> [WORK TO DO]
1. Determine whether each statement agrees with the imposter syndrome passage: (a) imposter syndrome was earlier called Imposter Phenomenon; (b) the passage names four subtypes of imposter syndrome; (c) people with imposter syndrome commonly credit their successes to their own skills. Answer yes or no for each, and quote the deciding words.
2. From the imposter syndrome passage, extract without changes the part that opens with the words containing "Literature shows that" and closes with "put into preparing.".

> [TEXT PASSAGE]
==================================================

We have all experienced feelings of not belonging or not being content and satisfied with our own lives and accomplishments.

What is Imposter Syndrome?

Imposter syndrome, earlier known as Imposter Phenomenon, can be characterized as the belief that an individual is incompetent or not fit to work and be successful in their field despite having the credentials and previous successes. This self-doubt and lack of confidence about one’s skills and capabilities causes individuals to fear being exposed as an imposter or a fraud within their field.

There are five main categories, or subtypes, of imposter syndrome. These categories include perfectionist, expert, superman/superwoman, natural genius, and soloist. Overall, imposter syndrome makes it nearly impossible for the individuals suffering from it to internalize their success and accomplishments. Many people who suffer from imposter syndrome may very easily internalize small mistakes or any time they fall short, but commonly attribute their successes to random chance or external factors. 

Literature shows that individuals suffering from imposter syndrome will constantly find themselves in an imposter cycle. This cycle results in the overall belief that an individual is a fraud or imposter through two major ways an individual with imposter syndrome will handle a task or challenge. One way is through overpreparation, which results in the belief of feeling like an imposter because of the false perception that one must work more harder than their peers or counterparts to accomplish the same goal or tasks. The other response observed in individuals with imposter syndrome is procrastination. This procrastination results in feelings of imposterism due to the lack of effort put into preparing.

==================================================

> [LISTED ENTRIES]

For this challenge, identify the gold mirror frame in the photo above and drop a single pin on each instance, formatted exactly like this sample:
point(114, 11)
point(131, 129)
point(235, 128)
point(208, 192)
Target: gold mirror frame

==================================================

> [EXPECTED OUTPUTS]
1.
(a) Yes: "Imposter syndrome, earlier known as Imposter Phenomenon"
(b) No: "There are five main categories, or subtypes, of imposter syndrome."
(c) No: "commonly attribute their successes to random chance or external factors"

2.
Literature shows that individuals suffering from imposter syndrome will constantly find themselves in an imposter cycle. This cycle results in the overall belief that an individual is a fraud or imposter through two major ways an individual with imposter syndrome will handle a task or challenge. One way is through overpreparation, which results in the belief of feeling like an imposter because of the false perception that one must work more harder than their peers or counterparts to accomplish the same goal or tasks. The other response observed in individuals with imposter syndrome is procrastination. This procrastination results in feelings of imposterism due to the lack of effort put into preparing.